**TASK DESCRIPTION**
Rewrite the lines starting at the one that contains "rock surface with a single point per instance." and continuing through the end of the lines, replacing "vehicle-count log" with "survey log" and leaving everything else unchanged.

**LISTED ENTRIES**
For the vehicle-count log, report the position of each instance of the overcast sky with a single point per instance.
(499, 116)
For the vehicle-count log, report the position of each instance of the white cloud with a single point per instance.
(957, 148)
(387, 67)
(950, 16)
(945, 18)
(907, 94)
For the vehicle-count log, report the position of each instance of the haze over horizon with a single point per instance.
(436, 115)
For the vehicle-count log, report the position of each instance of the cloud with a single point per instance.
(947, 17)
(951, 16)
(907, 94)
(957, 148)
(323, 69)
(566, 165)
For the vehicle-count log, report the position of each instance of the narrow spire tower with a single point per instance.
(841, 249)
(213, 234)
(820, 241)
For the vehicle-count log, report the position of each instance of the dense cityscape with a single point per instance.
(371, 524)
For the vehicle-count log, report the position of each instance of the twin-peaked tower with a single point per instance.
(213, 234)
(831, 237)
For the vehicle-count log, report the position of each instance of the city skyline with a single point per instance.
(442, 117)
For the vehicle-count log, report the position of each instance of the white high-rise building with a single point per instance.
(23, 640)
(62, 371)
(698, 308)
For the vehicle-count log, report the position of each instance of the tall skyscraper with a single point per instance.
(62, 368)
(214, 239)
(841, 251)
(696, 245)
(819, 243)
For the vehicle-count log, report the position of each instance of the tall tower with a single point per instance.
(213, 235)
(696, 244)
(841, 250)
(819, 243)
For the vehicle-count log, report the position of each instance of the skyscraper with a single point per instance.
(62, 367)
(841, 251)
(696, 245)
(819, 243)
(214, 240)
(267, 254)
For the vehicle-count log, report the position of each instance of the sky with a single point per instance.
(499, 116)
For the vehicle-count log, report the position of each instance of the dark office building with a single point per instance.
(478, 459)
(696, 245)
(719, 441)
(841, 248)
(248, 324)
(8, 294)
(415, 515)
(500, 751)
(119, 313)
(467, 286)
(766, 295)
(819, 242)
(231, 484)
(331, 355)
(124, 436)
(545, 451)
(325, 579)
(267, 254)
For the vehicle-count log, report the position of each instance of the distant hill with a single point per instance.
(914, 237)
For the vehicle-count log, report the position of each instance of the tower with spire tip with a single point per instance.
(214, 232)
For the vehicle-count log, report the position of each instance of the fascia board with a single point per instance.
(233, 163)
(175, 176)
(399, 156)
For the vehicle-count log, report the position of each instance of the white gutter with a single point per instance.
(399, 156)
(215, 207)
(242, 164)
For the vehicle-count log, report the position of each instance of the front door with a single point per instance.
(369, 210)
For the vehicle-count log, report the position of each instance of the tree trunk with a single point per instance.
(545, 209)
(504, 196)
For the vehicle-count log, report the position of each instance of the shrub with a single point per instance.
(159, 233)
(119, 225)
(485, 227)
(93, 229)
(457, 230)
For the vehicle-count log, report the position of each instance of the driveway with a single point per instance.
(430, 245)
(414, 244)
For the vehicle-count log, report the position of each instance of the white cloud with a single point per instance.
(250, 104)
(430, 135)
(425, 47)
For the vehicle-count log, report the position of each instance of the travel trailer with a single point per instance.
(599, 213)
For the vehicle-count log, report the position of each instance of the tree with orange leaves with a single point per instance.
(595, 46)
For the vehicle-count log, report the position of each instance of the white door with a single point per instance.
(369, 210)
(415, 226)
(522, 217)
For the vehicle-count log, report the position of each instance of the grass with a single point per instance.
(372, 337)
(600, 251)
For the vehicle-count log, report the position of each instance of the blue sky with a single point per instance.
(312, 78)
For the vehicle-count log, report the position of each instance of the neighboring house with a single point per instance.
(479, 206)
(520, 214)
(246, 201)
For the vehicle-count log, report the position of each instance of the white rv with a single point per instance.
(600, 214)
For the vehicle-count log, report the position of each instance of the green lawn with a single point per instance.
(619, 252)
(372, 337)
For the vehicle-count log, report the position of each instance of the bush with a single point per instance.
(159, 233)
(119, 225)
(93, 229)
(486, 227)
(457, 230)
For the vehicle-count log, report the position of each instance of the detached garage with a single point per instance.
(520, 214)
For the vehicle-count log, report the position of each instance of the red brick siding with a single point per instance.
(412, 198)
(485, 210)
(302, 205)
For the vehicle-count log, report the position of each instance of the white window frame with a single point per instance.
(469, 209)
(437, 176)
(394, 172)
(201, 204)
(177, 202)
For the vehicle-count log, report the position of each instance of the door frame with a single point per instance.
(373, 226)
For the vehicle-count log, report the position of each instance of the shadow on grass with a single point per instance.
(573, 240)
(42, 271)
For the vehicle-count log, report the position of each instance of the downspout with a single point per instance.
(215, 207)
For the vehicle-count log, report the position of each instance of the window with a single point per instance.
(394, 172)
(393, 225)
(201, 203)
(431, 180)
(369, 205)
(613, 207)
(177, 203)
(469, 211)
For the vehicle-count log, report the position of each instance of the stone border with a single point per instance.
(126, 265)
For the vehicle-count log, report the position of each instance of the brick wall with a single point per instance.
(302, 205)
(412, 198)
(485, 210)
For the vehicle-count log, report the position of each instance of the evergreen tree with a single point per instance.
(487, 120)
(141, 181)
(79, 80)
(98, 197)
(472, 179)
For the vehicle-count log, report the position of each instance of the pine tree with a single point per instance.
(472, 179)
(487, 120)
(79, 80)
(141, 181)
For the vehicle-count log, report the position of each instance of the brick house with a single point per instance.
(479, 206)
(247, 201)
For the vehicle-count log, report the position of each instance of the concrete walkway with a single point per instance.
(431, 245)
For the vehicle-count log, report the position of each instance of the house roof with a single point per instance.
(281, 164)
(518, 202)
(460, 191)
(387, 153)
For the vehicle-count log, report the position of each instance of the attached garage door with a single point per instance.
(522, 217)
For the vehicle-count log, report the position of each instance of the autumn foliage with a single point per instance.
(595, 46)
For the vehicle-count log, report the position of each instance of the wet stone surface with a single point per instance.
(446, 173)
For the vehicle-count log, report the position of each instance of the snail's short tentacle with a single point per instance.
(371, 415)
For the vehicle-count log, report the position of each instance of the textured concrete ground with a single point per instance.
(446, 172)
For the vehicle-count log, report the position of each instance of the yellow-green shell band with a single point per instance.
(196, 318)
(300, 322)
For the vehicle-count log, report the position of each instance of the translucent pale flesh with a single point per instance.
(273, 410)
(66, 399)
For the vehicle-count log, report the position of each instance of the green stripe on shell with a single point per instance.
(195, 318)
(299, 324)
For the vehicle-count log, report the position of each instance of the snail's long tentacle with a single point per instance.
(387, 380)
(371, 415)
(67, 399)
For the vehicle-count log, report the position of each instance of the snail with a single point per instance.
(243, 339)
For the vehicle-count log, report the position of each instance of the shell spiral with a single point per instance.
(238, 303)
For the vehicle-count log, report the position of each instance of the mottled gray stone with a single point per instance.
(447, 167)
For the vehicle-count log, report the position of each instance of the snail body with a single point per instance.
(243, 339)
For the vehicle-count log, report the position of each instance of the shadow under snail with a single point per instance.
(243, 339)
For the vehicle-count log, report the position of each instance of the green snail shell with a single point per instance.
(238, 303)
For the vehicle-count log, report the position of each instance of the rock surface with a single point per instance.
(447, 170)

**FINISHED TASK**
For the survey log, report the position of each instance of the rock surface with a single point per instance.
(447, 170)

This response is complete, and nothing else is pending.